Document passage:
=-=-=
Effect of 5-HT6 receptor antagonists on stress-induced defecation in rat: possible relevance for the treatment of irritable bowel syndrome

[Speaker] Melker Hagsater:1
[Co-author] Alexander Lisinski:1, Robert Pettersson:1, Elias Eriksson:1
1:Department of Pharmacology, Institute of Neuroscience and Physiology, the Sahlgrenska Academy at the University of Gothenburg, Sweden

Introduction: Whereas the role of serotonin for the regulation of gastrointestinal functioning has since long been discussed, studies on the possible role of 5-HT6 receptors in this context are sparse.

Objective: The aim of this study was to assess whether stress-induced defecation in rat, used as a model for irritable bowel syndrome (IBS), is influenced by antagonism of 5-HT6 receptors.
=-=-=
(Extracted data records)
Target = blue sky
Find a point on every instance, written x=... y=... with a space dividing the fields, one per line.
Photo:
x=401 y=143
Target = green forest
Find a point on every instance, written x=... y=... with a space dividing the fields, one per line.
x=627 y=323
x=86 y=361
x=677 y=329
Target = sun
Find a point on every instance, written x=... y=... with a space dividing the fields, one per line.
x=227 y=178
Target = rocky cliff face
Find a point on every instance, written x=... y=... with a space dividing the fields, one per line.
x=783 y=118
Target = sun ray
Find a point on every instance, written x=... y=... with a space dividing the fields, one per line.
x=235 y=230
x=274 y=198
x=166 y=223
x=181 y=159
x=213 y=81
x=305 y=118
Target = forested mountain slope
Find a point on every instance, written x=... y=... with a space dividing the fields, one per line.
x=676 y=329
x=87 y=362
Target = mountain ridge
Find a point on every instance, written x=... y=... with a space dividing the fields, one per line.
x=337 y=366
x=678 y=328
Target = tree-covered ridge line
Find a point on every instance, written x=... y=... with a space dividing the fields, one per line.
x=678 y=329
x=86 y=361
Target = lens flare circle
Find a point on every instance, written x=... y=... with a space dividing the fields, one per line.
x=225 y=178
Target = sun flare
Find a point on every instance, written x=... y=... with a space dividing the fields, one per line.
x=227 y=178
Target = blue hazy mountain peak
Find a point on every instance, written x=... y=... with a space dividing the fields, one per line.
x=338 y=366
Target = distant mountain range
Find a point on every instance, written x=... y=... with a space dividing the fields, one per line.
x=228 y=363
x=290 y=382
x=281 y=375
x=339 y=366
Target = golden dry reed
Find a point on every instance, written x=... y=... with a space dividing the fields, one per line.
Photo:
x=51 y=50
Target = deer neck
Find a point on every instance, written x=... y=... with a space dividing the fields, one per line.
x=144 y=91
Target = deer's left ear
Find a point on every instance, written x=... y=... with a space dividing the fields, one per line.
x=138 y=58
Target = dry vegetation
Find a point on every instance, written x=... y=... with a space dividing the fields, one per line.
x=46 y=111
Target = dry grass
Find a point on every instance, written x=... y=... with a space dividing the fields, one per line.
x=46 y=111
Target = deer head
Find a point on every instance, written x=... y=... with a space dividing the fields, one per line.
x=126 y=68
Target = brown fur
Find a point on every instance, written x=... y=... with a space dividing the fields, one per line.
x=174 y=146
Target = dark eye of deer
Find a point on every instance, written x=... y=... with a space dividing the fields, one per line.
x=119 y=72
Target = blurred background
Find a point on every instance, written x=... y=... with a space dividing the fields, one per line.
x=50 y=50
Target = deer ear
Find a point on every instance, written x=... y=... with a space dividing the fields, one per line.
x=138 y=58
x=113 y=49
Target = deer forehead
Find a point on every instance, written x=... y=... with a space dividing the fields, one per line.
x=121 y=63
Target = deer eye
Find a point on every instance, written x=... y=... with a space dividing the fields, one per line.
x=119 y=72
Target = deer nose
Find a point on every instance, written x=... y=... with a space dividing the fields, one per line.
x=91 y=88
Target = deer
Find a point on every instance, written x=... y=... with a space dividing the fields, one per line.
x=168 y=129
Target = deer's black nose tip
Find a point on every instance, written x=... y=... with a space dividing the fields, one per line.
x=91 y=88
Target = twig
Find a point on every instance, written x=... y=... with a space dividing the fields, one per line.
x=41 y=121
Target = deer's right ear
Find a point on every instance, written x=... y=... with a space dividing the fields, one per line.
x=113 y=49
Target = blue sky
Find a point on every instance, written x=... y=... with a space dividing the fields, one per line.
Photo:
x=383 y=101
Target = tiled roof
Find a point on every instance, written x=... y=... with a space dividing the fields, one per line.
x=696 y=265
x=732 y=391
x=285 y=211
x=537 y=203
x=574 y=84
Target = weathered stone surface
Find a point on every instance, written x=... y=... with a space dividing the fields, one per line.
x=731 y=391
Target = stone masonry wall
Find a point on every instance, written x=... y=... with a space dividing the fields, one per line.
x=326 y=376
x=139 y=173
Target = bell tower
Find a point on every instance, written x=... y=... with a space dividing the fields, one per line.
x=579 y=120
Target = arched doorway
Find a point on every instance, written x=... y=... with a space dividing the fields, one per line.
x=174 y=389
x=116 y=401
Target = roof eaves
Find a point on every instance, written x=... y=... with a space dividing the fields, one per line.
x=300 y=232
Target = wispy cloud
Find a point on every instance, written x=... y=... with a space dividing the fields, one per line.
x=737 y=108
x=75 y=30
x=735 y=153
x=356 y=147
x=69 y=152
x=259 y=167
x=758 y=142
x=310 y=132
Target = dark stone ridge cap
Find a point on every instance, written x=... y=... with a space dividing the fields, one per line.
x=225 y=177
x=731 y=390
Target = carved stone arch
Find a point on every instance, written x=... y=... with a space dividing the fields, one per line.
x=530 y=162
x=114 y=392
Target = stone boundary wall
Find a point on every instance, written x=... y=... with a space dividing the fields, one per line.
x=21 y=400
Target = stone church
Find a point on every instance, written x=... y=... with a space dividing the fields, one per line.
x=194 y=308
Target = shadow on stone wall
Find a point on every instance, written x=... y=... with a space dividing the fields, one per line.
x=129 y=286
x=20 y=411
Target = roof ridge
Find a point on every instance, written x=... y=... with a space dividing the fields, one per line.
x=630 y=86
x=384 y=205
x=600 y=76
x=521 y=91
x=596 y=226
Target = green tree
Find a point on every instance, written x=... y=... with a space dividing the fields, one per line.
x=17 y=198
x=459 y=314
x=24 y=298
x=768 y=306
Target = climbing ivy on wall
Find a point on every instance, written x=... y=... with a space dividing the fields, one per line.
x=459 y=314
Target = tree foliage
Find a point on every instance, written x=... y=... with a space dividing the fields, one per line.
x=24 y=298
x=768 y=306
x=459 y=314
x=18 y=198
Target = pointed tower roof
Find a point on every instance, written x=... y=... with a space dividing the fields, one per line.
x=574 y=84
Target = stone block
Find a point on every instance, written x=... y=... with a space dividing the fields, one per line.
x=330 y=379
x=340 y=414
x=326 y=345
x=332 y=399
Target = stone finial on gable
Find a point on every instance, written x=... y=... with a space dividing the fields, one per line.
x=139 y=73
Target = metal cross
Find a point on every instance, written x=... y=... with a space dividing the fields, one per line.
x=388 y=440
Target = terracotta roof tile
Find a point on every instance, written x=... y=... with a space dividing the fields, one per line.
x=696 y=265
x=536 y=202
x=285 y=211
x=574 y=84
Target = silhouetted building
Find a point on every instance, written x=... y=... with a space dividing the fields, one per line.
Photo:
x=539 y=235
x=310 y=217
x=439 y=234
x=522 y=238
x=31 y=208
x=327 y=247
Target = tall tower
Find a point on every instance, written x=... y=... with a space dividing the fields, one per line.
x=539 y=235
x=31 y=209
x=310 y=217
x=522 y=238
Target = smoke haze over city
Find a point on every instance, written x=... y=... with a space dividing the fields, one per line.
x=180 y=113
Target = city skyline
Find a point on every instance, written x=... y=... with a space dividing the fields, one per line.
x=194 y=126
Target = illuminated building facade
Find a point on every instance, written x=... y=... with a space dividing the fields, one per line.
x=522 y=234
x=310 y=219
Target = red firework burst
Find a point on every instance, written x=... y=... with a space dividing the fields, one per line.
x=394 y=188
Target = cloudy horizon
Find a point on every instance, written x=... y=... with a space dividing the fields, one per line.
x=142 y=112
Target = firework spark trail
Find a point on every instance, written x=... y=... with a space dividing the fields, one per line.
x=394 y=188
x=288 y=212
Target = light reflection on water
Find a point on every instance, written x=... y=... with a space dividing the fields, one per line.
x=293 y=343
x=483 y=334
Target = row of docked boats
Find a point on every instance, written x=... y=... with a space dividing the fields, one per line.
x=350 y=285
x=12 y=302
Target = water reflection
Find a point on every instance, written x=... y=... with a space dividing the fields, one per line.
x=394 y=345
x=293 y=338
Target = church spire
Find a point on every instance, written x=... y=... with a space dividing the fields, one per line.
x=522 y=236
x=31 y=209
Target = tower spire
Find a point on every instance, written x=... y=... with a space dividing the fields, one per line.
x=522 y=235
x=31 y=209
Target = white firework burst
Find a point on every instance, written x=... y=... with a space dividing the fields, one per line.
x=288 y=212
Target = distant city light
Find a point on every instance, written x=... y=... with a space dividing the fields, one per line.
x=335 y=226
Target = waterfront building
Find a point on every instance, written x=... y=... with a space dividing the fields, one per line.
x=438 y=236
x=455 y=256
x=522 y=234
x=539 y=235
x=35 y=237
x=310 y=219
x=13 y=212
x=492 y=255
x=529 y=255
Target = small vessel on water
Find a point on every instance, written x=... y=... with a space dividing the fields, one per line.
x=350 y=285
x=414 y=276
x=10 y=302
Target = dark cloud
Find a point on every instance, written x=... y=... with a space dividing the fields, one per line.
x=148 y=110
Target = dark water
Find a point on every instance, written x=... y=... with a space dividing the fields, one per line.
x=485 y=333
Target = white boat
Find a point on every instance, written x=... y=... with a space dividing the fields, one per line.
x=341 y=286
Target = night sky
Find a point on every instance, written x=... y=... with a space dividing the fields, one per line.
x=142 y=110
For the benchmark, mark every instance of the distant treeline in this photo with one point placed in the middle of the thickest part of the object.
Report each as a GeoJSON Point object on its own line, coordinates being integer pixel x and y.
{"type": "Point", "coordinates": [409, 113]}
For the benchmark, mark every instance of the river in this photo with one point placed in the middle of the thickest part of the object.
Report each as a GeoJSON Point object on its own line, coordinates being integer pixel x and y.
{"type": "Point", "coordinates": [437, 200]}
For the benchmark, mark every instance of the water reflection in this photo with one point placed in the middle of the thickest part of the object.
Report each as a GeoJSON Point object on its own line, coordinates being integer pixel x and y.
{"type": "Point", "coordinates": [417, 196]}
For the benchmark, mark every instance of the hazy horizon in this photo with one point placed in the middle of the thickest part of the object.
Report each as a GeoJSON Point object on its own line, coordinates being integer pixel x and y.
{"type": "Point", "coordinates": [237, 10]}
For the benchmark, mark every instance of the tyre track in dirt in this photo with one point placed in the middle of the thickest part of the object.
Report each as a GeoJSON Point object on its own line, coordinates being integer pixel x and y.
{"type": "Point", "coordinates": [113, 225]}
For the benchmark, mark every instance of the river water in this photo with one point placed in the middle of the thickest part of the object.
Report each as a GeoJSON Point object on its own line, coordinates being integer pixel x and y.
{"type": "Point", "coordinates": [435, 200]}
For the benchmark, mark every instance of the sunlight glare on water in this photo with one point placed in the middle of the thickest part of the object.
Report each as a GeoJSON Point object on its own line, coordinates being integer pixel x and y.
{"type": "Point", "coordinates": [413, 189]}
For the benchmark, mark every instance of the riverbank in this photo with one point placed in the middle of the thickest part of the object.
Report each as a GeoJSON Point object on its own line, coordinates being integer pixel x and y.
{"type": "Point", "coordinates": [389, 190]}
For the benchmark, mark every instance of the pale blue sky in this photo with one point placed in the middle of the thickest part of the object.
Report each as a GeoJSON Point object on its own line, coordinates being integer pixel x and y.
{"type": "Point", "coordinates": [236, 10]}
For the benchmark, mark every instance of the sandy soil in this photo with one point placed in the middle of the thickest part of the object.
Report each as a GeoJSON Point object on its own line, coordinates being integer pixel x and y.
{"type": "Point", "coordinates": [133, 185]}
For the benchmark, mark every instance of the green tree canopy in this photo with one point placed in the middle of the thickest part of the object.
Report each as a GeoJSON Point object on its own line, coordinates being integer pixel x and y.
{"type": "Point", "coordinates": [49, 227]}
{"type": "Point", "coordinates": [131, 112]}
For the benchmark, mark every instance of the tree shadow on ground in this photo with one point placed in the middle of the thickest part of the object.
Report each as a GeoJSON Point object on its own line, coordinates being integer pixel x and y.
=-=-=
Exercise details:
Carry on the abstract about 5-HT6 receptor antagonists and stress-induced defecation in rats, picking up right after its stated objective.

Response to this task:
Methods: All rats were subjected to a fear-conditioning system where the unconditioned stimuli were electric foot-shocks (5 x 1s, 0.6 mA) and where context, i.e. the conditioning chamber, served as conditioned stimulus. The time between fear-conditioning and testing was 7 days in all experiments. One hour prior to testing, the rats received i.p. injections of the highly selective 5-HT6 antagonists SB399885 (Experiment I, II), SB271046 (Experiment II) or 0.9% saline. The effect of drug treatment on stress-induced defecation was measured as the number of fecal boli produced by each rat during testing. In addition to stress-induced defecation, context-conditioned freezing was evaluated as a measure of anxiety.
 
Results: Experiment I: There was a significant increase in the number of fecal boli and time spent freezing for conditioned control animals versus unconditioned control [p(defecation) < .05, p(freezing) < .001]. Animals treated with SB399885 displayed a dose-dependent reduction in the number of fecal boli [p(1 mg/kg) = .78, p(3 mg/kg) = .06, p(10 mg/kg) < .01], where animals receiving the highest dose (10 mg/kg) did not differ significantly from unconditioned control (p = .73). In contrast, there was no effect of treatment on time spent freezing. Experiment II: There were significant reductions in the number of fecal boli for both SB399885 (5 mg/kg) (p < .001) and SB271046 (5 mg/kg) (p < .001).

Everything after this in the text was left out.